• [Challenge] Change every "retail shelf audit" in the items below to "grocery shelf audit", keeping everything else the same.

Pointing dataset excerpts
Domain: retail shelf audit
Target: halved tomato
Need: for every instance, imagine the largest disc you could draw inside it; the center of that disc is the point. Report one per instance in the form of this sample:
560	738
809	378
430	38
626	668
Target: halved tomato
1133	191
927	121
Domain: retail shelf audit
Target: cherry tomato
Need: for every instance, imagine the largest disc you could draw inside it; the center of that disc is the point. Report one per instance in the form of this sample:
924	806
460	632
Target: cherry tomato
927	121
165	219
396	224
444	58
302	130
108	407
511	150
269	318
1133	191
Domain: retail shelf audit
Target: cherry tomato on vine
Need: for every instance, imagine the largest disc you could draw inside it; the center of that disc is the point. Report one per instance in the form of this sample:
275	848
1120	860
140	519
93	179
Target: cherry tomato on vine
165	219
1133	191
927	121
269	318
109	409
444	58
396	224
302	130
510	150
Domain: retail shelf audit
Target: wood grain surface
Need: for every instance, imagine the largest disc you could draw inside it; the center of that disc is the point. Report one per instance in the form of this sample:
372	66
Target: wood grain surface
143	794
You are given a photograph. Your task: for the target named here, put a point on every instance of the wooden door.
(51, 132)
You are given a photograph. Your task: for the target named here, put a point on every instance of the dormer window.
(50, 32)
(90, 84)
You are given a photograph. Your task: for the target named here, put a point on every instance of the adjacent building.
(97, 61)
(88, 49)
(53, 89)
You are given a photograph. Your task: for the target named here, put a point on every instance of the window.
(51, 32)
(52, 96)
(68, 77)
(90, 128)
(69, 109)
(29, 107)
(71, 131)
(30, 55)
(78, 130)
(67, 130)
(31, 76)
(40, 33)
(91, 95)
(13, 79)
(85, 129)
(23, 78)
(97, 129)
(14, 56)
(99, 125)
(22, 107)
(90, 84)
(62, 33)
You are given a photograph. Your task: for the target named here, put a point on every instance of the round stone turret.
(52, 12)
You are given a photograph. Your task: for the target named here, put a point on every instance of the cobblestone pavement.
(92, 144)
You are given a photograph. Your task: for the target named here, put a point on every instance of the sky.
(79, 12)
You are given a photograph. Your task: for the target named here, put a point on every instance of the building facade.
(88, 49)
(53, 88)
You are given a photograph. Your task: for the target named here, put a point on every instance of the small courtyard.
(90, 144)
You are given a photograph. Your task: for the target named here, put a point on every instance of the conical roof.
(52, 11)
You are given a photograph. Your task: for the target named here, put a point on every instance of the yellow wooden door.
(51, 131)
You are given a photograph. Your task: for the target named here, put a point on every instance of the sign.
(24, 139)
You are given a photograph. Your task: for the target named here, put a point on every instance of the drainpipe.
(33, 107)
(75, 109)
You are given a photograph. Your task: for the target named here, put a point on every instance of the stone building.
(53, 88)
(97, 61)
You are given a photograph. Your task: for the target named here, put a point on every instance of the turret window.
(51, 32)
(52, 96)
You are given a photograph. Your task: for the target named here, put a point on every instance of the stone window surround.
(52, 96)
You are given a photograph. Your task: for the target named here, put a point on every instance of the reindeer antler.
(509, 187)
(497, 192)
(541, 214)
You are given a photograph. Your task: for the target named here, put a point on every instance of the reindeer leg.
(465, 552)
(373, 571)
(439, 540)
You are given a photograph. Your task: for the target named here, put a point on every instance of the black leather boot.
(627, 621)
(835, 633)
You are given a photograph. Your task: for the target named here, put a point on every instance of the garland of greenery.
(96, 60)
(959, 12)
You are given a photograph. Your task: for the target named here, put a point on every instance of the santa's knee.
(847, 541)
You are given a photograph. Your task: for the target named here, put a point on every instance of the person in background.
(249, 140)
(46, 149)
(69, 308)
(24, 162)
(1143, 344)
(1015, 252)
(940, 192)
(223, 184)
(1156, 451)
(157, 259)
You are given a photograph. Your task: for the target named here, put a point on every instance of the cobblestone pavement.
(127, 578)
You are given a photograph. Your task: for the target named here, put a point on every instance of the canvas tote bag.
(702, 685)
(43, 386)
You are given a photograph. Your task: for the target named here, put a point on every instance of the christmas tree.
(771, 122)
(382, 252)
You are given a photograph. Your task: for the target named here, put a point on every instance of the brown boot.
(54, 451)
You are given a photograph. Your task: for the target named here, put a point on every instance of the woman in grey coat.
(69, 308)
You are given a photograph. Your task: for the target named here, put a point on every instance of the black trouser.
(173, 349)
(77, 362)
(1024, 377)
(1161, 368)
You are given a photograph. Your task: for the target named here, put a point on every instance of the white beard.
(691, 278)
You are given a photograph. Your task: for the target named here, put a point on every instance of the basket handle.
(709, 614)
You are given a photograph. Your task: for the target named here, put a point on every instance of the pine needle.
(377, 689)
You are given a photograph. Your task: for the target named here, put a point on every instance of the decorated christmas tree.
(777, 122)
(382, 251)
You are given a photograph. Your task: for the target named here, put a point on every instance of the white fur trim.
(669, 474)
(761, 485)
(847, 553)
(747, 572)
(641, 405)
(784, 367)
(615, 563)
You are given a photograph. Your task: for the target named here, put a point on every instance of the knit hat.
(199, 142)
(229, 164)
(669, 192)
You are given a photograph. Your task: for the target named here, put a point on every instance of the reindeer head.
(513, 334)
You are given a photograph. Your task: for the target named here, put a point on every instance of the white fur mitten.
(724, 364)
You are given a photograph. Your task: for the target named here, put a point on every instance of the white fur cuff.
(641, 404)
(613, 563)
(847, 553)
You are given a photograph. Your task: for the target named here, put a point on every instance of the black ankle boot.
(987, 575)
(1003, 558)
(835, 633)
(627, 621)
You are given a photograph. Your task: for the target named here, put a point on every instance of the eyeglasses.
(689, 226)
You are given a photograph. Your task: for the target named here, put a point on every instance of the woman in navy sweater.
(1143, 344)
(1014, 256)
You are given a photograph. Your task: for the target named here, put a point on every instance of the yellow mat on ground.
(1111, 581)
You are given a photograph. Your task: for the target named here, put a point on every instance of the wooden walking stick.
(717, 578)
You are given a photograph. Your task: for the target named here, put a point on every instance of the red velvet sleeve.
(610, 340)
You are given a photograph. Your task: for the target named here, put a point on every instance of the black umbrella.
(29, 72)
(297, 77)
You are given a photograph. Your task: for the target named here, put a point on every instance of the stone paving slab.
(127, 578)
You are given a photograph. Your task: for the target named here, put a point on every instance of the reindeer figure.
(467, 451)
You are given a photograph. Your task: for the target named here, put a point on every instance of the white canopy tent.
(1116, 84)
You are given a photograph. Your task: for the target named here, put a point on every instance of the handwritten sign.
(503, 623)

• [Finished answer]
Domain: grocery shelf audit
Target: halved tomato
Need: for every instance, imagine the largest disc you could draw inside it; the center of that disc is the point. Report one per instance in the form of this sample:
560	738
809	378
430	38
626	668
Target: halved tomato
1133	191
927	121
Domain: grocery shelf audit
Target: cherry tomato
Need: for every instance, imagine the largest disc you could draw inside it; the center of that disc is the point. Report one per instance in the form of this sample:
924	806
460	632
Target: cherry tomato
927	121
165	219
396	224
444	58
302	130
108	407
511	150
269	318
1133	191
Domain: grocery shelf audit
Target: cherry tomato on vine
Need: for every instance, imagine the largest disc you could draw inside it; the center of that disc is the point. Report one per instance in the form of this sample:
275	848
1120	860
140	519
93	179
Target: cherry tomato on vine
165	219
1133	191
927	121
269	318
109	409
444	58
396	224
302	130
510	150
Domain: grocery shelf audit
Target: wood grain surface
Need: for every instance, imagine the largest disc you could draw inside it; the center of that disc is the point. Report one per instance in the form of this sample:
372	66
Target: wood grain surface
143	794
You are given a photograph. Your task: for the target named here, put a point on every instance of the wooden door.
(51, 132)
You are given a photograph. Your task: for the target named here, put a point on every instance of the dormer window.
(50, 32)
(90, 84)
You are given a photograph. Your task: for the target named here, put a point on every instance of the adjacent building.
(97, 61)
(88, 49)
(53, 89)
You are given a photograph. Your task: for the target named here, put a point on every instance of the window.
(51, 32)
(52, 96)
(68, 77)
(90, 128)
(69, 109)
(29, 107)
(71, 131)
(30, 55)
(78, 130)
(67, 130)
(31, 76)
(40, 33)
(91, 95)
(13, 79)
(85, 129)
(23, 78)
(97, 129)
(14, 56)
(99, 125)
(22, 107)
(90, 84)
(62, 33)
You are given a photograph. Your task: for the target named here, put a point on every instance of the round stone turret.
(52, 12)
You are given a photograph. Your task: for the target named here, put a point on every instance of the cobblestone pavement.
(92, 144)
You are given a photograph. Your task: for the target named here, put a point on every instance of the sky.
(79, 12)
You are given a photograph. Your task: for the target named here, put a point on every instance of the building facade.
(88, 49)
(53, 88)
You are given a photograph. Your task: for the target named here, put a point on every instance of the small courtyard.
(90, 144)
You are given a photograph. Your task: for the target named here, put a point on every instance of the conical roof.
(52, 11)
You are given a photograph. Your task: for the target named here, put a point on every instance of the yellow wooden door.
(51, 131)
You are given a photograph. Your task: for the target named here, put a point on every instance of the sign.
(24, 139)
You are given a photograph. Your task: for the target named here, put a point on every instance of the drainpipe.
(33, 107)
(75, 109)
You are given a photograph. Your task: for the target named here, put a point on every instance of the stone building.
(53, 88)
(97, 61)
You are given a photograph. Your task: for the target named here, put a point on every instance of the turret window.
(51, 32)
(52, 96)
You are given a photograph. Your task: for the target named here, put a point on every instance of the stone window surround.
(52, 96)
You are given a photograph. Your task: for the target named here, put a point on every instance of the reindeer antler.
(509, 187)
(497, 192)
(541, 214)
You are given a photograph. Your task: for the target named here, put a point on every instance of the reindeer leg.
(465, 552)
(373, 571)
(439, 540)
You are given a photograph. Your task: for the target named here, put a point on every instance of the black leather boot.
(627, 621)
(835, 633)
You are given a photograph. Your task: for the target named here, put a point on every instance of the garland of greenery.
(96, 60)
(959, 12)
You are given a photograph. Your task: for the target named here, put a point on every instance of the santa's knee.
(847, 541)
You are given a photograph. Your task: for the target named here, put a point on every instance of the person in background.
(249, 140)
(46, 149)
(69, 308)
(24, 162)
(1143, 344)
(1015, 252)
(940, 192)
(223, 184)
(1156, 451)
(157, 259)
You are given a photograph. Your task: for the target named here, put a point on every instance of the cobblestone pavement.
(127, 578)
You are given a photograph. Your task: for the target named here, put a point on every instance of the canvas tote bag.
(702, 685)
(43, 386)
You are given a photograph. Your task: for the target named here, put a point on every instance of the christmas tree.
(771, 122)
(382, 252)
You are given a photograph. Your task: for the target named here, put a point on every instance of the brown boot.
(54, 451)
You are given a photograph. Your task: for the target named here, put a point on every instance of the woman in grey coat.
(69, 308)
You are given a photograph. Your task: for the target named here, put a point on every instance of the black trouser.
(173, 349)
(77, 362)
(1024, 377)
(1161, 368)
You are given a photograph. Your task: for the target named here, put a point on every instance of the white beard.
(691, 278)
You are given a photograph. Your task: for the target named here, put a point on every instance of the basket handle.
(709, 614)
You are given a photograph. Your task: for the target named here, put a point on every instance of the pine needle.
(377, 689)
You are given a photograph. Your task: for the target named here, put a point on every instance of the decorated christmas tree.
(777, 122)
(382, 251)
You are given a photograph. Your task: for the target named here, put a point on every instance of the white fur trim.
(669, 474)
(761, 485)
(847, 553)
(747, 572)
(641, 405)
(784, 367)
(615, 563)
You are given a photograph. Your task: for the target named here, put a point on every instance of the knit hat.
(199, 142)
(229, 164)
(669, 192)
You are given a photograph. Your task: for the target named here, put a point on every instance of the reindeer head.
(513, 334)
You are given a photograph. Your task: for the target named here, put a point on every instance of the white fur mitten.
(724, 364)
You are given a photograph. Your task: for the target named here, put a point on every instance of the white fur cuff.
(641, 404)
(613, 563)
(847, 553)
You are given a photograph. Your task: for the target named here, put a point on every instance of the black ankle boot.
(987, 575)
(1003, 558)
(835, 633)
(627, 621)
You are given a photograph. Your task: for the target named here, put a point on every instance of the eyeglasses.
(689, 226)
You are given a photograph. Your task: for the target named here, put a point on every instance of the woman in navy sweater.
(1143, 344)
(1014, 256)
You are given a photograph. Your task: for the target named here, put a point on every instance of the yellow mat on ground.
(1111, 581)
You are given a photograph. Your task: for the target named here, put a point on every instance of the wooden walking stick.
(717, 578)
You are given a photograph. Your task: for the target named here, put a point on every instance of the red velvet sleeve.
(610, 340)
You are given a photograph. Your task: for the target named here, put a point on every instance of the black umbrella.
(29, 72)
(297, 77)
You are given a photograph. Your task: for the target named here, put a point on every instance of the stone paving slab.
(127, 578)
You are given a photograph. Your task: for the target named here, put a point on every instance of the reindeer figure.
(467, 451)
You are given a photograph. Your task: for the target named here, put a point on every instance of the white canopy tent.
(1116, 84)
You are given a photograph. Your task: for the target named here, put a point on every instance of the handwritten sign.
(503, 623)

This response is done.